== What is required ==
Output every entry exactly, without any pictures.

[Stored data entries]

★ ★ ★ ★ ★ ★ ★

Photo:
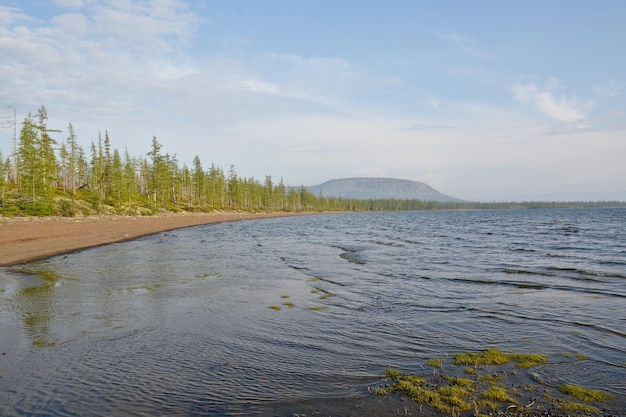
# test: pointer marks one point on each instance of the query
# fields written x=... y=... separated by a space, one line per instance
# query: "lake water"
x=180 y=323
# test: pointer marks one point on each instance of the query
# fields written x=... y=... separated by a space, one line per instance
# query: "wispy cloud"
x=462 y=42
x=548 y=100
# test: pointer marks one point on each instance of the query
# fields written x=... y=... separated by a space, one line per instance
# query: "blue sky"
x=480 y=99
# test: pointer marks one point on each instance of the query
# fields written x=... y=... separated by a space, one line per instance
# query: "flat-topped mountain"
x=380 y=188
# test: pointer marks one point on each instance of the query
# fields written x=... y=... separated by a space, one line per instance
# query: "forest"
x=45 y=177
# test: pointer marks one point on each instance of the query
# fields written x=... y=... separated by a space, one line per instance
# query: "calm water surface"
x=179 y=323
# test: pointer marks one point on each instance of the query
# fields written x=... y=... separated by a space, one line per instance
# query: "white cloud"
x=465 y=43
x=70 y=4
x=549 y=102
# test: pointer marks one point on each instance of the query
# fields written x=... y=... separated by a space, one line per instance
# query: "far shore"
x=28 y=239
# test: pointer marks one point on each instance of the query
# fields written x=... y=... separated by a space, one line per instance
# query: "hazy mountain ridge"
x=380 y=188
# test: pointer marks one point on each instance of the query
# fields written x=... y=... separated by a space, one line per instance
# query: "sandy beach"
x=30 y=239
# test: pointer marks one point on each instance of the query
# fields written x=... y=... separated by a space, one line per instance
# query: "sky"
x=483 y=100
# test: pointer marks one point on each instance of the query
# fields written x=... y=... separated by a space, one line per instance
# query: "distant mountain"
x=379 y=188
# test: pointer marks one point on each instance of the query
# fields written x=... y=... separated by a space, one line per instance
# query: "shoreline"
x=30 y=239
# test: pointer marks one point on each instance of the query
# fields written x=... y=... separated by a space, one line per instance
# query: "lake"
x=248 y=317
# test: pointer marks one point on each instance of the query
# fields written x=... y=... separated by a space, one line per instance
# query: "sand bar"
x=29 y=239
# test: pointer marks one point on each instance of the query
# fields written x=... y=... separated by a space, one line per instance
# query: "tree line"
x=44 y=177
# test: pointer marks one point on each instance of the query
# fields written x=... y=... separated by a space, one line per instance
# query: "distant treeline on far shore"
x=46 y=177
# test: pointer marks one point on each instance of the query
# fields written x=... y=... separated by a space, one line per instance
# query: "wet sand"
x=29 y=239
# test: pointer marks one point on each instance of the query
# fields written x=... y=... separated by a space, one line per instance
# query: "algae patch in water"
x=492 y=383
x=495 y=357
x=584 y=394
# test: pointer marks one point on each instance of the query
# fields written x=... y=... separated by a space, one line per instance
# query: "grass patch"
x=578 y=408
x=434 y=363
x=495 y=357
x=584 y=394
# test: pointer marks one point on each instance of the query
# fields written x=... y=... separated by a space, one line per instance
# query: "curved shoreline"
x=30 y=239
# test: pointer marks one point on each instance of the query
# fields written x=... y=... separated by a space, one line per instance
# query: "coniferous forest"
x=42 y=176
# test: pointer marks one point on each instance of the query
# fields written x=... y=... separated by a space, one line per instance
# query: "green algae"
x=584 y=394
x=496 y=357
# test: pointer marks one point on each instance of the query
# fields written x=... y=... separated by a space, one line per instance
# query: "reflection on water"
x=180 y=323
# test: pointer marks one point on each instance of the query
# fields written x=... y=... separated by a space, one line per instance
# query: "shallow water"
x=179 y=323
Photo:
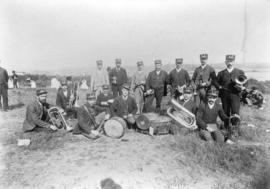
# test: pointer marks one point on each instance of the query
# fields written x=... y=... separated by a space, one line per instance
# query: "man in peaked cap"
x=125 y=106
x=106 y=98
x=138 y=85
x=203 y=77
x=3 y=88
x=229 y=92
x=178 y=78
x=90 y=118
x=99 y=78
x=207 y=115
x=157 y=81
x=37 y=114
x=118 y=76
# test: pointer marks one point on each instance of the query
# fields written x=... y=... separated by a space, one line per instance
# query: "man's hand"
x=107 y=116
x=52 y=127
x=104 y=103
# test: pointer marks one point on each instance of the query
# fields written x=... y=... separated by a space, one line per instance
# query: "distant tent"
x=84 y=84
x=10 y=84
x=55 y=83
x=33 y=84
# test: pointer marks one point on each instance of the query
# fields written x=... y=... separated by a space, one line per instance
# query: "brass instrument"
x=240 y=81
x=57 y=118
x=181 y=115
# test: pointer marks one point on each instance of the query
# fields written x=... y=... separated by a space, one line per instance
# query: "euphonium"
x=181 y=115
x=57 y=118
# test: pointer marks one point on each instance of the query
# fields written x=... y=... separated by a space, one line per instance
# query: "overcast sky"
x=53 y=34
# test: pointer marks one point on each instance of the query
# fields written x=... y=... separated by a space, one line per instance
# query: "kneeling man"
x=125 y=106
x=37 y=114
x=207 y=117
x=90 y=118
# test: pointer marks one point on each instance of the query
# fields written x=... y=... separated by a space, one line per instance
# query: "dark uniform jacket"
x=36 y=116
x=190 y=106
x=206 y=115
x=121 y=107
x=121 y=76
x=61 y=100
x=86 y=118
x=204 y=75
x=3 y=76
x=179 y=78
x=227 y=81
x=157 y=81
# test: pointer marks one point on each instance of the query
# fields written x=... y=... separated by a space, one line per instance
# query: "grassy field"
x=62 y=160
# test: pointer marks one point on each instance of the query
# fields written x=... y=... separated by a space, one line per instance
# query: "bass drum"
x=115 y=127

★ ★ ★ ★ ★ ★ ★

== Task solution ==
Photo:
# test: pointer marks one point on each instance of the query
# fields written x=... y=... separated by a space, one line per instance
# query: "lake water"
x=180 y=323
# test: pointer marks one point on each instance of the query
# fields written x=... y=... separated by a space, one line per instance
# query: "wispy cloud"
x=462 y=42
x=548 y=100
# test: pointer marks one point on each instance of the query
# fields written x=... y=... separated by a space, one line per instance
# query: "blue sky"
x=480 y=99
# test: pointer marks one point on each instance of the query
# fields written x=... y=... separated by a space, one line per instance
# query: "flat-topped mountain"
x=380 y=188
# test: pointer marks one point on each instance of the query
# fields written x=... y=... separated by a space, one line per instance
# query: "forest"
x=45 y=177
# test: pointer marks one point on each instance of the query
# fields written x=... y=... separated by a space, one line per instance
# query: "calm water surface"
x=179 y=323
# test: pointer marks one point on each instance of the query
# fields written x=... y=... separated by a space, one line per instance
# query: "white cloud"
x=465 y=43
x=70 y=4
x=549 y=102
# test: pointer marks one point on each instance of the query
# fields written x=... y=... separated by a space, one line per instance
# query: "far shore"
x=28 y=239
# test: pointer marks one point on each instance of the query
# fields written x=... y=... separated by a space, one line per instance
# query: "hazy mountain ridge"
x=380 y=188
# test: pointer marks one point on each instance of the query
# fields written x=... y=... separated by a space, one line per instance
# query: "sandy beach"
x=30 y=239
# test: pointer marks one point on each instance of the query
# fields written x=... y=... separated by a space, one line per instance
# query: "sky"
x=483 y=100
# test: pointer marks one point on each instance of the query
# fields written x=... y=... separated by a space, one line per instance
# query: "distant mountain"
x=379 y=188
# test: pointer marks one point on each instance of the query
# fields written x=... y=... separated by a space, one line per instance
# query: "shoreline"
x=30 y=239
# test: pointer marks one point on each instance of the query
# fields written x=... y=... separated by a space, one line per instance
# query: "lake"
x=248 y=317
# test: pointer marks one point on each instance of the query
# fields written x=... y=... separated by a space, one line per instance
# query: "sand bar"
x=29 y=239
# test: pointer marks one point on each instance of the query
# fields written x=... y=... separated by a space, one line per instance
# query: "tree line"
x=44 y=177
# test: pointer marks one point on each instance of the query
# fields written x=... y=... separated by a space, one line per instance
# query: "distant treeline on far shore"
x=46 y=177
# test: pointer marks one point on each instance of the query
# fields written x=... y=... separated by a space, one line per instance
# query: "wet sand"
x=29 y=239
# test: pointer marks one point on each instance of the query
# fields written x=... y=... separated by a space, one line per instance
# query: "algae patch in water"
x=492 y=383
x=495 y=357
x=584 y=394
# test: pointer marks one point on each instance of the query
# fields written x=... y=... separated by a space, one line per instance
# query: "grass patch"
x=578 y=408
x=434 y=363
x=495 y=357
x=584 y=394
# test: pointer marks one point on each instance of the query
# fields written x=... y=... separated by a space, one line per instance
# query: "curved shoreline"
x=30 y=239
# test: pointer marks one point on each instance of the query
# fields written x=... y=... separated by a space, one line per instance
# query: "coniferous forest"
x=42 y=176
# test: pointer marks one point on each instance of the query
# fields written x=... y=... separated by a space, one line per instance
# query: "green algae"
x=584 y=394
x=496 y=357
# test: pointer marks one point on each instance of the query
# fields written x=... y=... separated by a space, one line per instance
# query: "reflection on water"
x=180 y=323
# test: pointer marks one point on each instance of the query
# fields written x=... y=... separated by a space, one line per instance
# query: "shallow water"
x=179 y=323
Photo:
# test: pointer marks one point on each instance of the query
# fields written x=... y=... separated by a space, one line per instance
# query: "man in peaked cap"
x=125 y=106
x=106 y=98
x=138 y=85
x=203 y=77
x=3 y=88
x=229 y=92
x=178 y=78
x=90 y=118
x=99 y=78
x=207 y=115
x=157 y=81
x=37 y=114
x=118 y=76
# test: pointer marks one point on each instance of the query
# fields written x=... y=... separated by a space, one line per instance
# query: "man's hand"
x=107 y=116
x=52 y=127
x=104 y=103
# test: pointer marks one point on each instance of the query
# fields written x=... y=... separated by a space, one line per instance
# query: "distant tent"
x=84 y=84
x=10 y=84
x=55 y=83
x=33 y=84
# test: pointer marks one point on each instance of the query
# fields written x=... y=... separated by a space, one line per instance
# query: "brass instrument"
x=240 y=81
x=57 y=118
x=181 y=115
# test: pointer marks one point on each instance of the query
# fields written x=... y=... separated by a space, one line per instance
# query: "euphonium"
x=181 y=115
x=57 y=118
# test: pointer marks one point on each instance of the query
# fields written x=... y=... separated by a space, one line per instance
# query: "overcast sky"
x=53 y=34
# test: pointer marks one point on each instance of the query
# fields written x=... y=... separated by a space, one line per instance
# query: "kneeling man"
x=125 y=106
x=37 y=114
x=207 y=117
x=90 y=118
# test: pointer marks one point on each instance of the query
# fields written x=... y=... separated by a space, one line per instance
# query: "dark uniform jacket"
x=36 y=116
x=190 y=106
x=206 y=115
x=121 y=107
x=121 y=76
x=61 y=100
x=86 y=118
x=204 y=75
x=3 y=76
x=179 y=78
x=227 y=81
x=157 y=81
# test: pointer marks one point on each instance of the query
# fields written x=... y=... separated by a space, one line per instance
# query: "grassy field"
x=62 y=160
# test: pointer marks one point on each instance of the query
# fields written x=... y=... separated by a space, one line per instance
# query: "bass drum"
x=115 y=127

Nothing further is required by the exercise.